[Saved data entries]
┄┄┄┄┄┄┄┄┄┄┄┄┄┄┄┄┄┄┄┄

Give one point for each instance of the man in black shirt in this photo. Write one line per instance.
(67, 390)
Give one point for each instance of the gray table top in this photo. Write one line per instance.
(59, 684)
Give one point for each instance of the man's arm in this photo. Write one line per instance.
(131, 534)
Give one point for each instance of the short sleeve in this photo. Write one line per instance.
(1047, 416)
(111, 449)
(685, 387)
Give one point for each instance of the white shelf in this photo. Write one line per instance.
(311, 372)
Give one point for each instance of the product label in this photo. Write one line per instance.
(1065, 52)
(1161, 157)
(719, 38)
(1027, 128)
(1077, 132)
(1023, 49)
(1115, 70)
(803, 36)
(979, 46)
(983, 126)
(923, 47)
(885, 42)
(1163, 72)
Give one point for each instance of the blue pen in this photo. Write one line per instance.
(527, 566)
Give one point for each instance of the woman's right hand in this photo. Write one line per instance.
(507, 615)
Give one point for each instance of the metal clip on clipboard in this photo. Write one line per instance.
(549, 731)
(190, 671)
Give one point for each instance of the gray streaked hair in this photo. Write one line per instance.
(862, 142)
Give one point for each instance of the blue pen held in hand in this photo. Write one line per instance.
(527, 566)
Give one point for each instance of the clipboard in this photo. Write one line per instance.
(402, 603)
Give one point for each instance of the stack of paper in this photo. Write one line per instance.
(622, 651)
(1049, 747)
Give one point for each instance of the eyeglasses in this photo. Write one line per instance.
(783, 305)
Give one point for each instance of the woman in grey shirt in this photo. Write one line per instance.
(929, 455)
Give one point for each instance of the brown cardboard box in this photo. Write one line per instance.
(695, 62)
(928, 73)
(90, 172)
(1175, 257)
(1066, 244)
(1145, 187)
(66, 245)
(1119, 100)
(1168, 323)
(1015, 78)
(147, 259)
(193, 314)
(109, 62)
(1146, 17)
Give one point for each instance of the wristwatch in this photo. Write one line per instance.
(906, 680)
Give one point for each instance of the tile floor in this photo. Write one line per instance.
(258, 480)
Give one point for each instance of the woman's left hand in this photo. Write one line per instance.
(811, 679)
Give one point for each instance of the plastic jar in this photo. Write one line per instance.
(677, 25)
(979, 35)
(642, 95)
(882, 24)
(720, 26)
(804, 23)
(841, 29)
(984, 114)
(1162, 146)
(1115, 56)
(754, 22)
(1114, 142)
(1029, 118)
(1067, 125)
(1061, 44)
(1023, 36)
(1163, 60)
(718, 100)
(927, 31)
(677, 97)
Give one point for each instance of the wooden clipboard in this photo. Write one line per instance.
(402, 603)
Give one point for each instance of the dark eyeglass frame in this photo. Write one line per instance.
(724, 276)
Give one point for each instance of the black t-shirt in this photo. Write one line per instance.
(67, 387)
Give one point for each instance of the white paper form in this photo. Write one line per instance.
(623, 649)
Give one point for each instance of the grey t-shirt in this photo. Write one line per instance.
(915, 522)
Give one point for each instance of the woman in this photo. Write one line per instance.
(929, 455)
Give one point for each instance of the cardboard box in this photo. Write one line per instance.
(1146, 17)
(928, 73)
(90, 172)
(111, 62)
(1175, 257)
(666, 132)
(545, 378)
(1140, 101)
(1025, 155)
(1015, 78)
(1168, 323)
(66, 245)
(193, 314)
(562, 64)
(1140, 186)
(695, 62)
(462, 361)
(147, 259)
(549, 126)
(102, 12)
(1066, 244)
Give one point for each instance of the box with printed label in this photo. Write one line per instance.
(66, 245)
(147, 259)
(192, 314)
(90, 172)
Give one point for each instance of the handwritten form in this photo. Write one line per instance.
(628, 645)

┄┄┄┄┄┄┄┄┄┄┄┄┄┄┄┄┄┄┄┄

Task brief:
Taking the line containing "Give one point for each instance of the wooden" as the first, please return it and every line after it through the end of the entries, exactly and only those.

Result for this exercise:
Give one point for each instance of the wooden clipboard in this photo. Write one line per instance.
(402, 603)
Give one point for each instance of the dark eyeglass frame in this photo. Write one line per instance.
(724, 276)
Give one point for each instance of the black t-shirt in this photo. Write one line per instance.
(67, 387)
Give one point for each instance of the white paper form in this photo. Write one line per instance.
(623, 649)
Give one point for each instance of the grey t-shirt in this photo. Write one line per instance.
(915, 522)
Give one point for each instance of the woman in this photo. Write one line per instance.
(929, 455)
Give one point for each instance of the cardboard box in this photo. Write one line per instance.
(1146, 17)
(928, 73)
(90, 172)
(111, 62)
(1175, 257)
(666, 132)
(545, 378)
(1140, 101)
(1025, 155)
(1015, 78)
(1168, 323)
(66, 245)
(193, 314)
(562, 64)
(1140, 186)
(695, 62)
(462, 361)
(147, 259)
(549, 126)
(102, 12)
(1066, 244)
Give one point for each instance of the box with printed label in this photo. Write one line per instance.
(66, 245)
(147, 259)
(192, 314)
(90, 172)
Give one point for each instance of the handwritten form in this photo. Write one line per instance.
(628, 645)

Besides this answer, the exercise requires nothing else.